(Extract to read)
───
# Kel-lite ROP - In cut-down mag size



## ma_sha1 (May 2, 2009)

Just won a nice Kel-lite 2C on ebay, it has heavy metal body & a metal reflector,
I converted it into a ROP LO running 2x Dx C li-ion. 

The Kel-lite 2C is the one in the middle, size is perfect as is, 
between the cut-down Mag 1D & Mag 1C. 

Very bright & have a nice hot spot. The bulb holder is plastic,
I can run the ROP low for 5 min. However, I'd like to run the ROP
Hi & for longer run time, So I am going to make a Teflon Bulb holder 
once my Teflon rod arrives. For now here is some photos of my Kel-lite ROP Lo.


----------



## phoster (May 6, 2009)

*Re: Kel-lite ROP*

Thanks for the flash(light) from the past. I remember these from the early 70s before Maglite. My brother was a cop and used these in the 3 or 4 D cell versions.


----------



## rockz4532 (May 6, 2009)

*Re: Kel-lite ROP*

Do the bulbs come frosted like that?


----------



## ma_sha1 (May 7, 2009)

*Re: Kel-lite ROP*

No, but it's just two minutes work with sand paper.


----------



## ABTOMAT (May 8, 2009)

*Re: Kel-lite ROP*

Take care not to damage the flashlight in any way. C-size Kel-Lites with external metal switches are nearly the rarest model they made. My police light collection's almost at 100 and I've never run across one of those in person.


----------



## kz1000s1 (May 9, 2009)

*Re: Kel-lite ROP*

Interesting light. I love the mod, especially since it's reversable. You shouldn't do anything to refinish it either. The original finish has character, besides it geing rare.


----------



## ma_sha1 (May 10, 2009)

*Re: Kel-lite ROP*

ABTOMAT, I was wondering whe you'll are going to make a post,
you haven't missed a single kel-lite post, have you? :thumbsup: 

Don't worry, I am taking care of this beauty, it did cost me ~$80 (Incuding shipping) to land her, is that a fare price?
───
(Data rows)
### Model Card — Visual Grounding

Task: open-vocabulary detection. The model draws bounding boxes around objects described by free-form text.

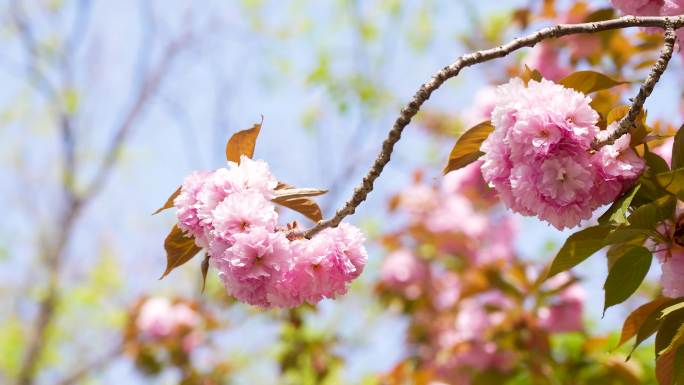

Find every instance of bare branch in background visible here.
[56,344,124,385]
[12,1,191,385]
[301,16,684,238]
───
(Challenges)
1: In the Kel-lite thread, how long can ma_sha1 run the ROP low with the plastic bulb holder?
2: Carry on the Kel-lite thread from its last post.

(Task-by-task outputs)
1: For 5 minutes.

2:
The way I see it, It's in the cut-down mag size & deserves the cut-down mag price range at least. For example, The Mag 1D host on left, host cost ~$100 (Tri Bored for 3x16760, working on 3xP7 project) & the mag 1C the right, host cot $70 (Tail cap bored for 18650, moded for P7 + PWM dimming). Either one of the mag host you can pay & get one anytime, but not the Kel-lite 2C. 

The reflector has some flaws, neck broke-off & I glued it back, do you know where can I get a replacment? I really want to make this one perfect & run with ROP Hi, morden incan for a vintage kel-lite shortie. (Just finished making the Teflon Bulb holder). 



ABTOMAT said:


> Take care not to damage the flashlight in any way. C-size Kel-Lites with external metal switches are nearly the rarest model they made. My police light collection's almost at 100 and I've never run across one of those in person.


----------



## ma_sha1 (May 10, 2009)

*Re: Kel-lite ROP*

Thanks, I am not going to re-finish it, I love the look & feel, and the history to it. 

The light was flickering with the switch, I just opened it up & bent the copper contact a bit, an easy fit.
The light is built like a tank, the switch is pretty solid too. My first Kel-lite, now I know why people love it. 



kz1000s1 said:


> Interesting light. I love the mod, especially since it's reversable. You shouldn't do anything to refinish it either. The original finish has character, besides it geing rare.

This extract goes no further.